Dataset records
-------------------------

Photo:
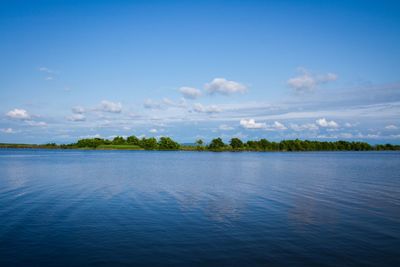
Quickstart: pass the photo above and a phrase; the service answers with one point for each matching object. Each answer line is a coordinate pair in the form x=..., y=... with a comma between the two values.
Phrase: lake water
x=138, y=208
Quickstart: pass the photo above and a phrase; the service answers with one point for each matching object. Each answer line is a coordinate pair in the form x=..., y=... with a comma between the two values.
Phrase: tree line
x=235, y=144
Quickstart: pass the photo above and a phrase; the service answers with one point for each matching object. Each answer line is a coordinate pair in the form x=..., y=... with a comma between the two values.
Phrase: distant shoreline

-------------------------

### Problem to solve
Reproduce the whole of the data, word for word, and omit its pictures.

### Reply
Photo:
Quickstart: pass the photo above and a phrase; the service answers with one point for each matching object. Each answer line is a coordinate pair in the form x=..., y=... with a comma between the two values.
Phrase: lake water
x=138, y=208
Quickstart: pass the photo above and a phrase; the service answers with one point for each matching object. Each answer line is a coordinate pair in the form x=..., y=... with a comma between the two values.
Phrase: tree line
x=235, y=144
Quickstart: pass the photo above and a phrase; the service answers with one point for each matching object. Each answer line is a coordinate pair in the form x=..., y=... with a comma between the two values.
Phrase: distant shoreline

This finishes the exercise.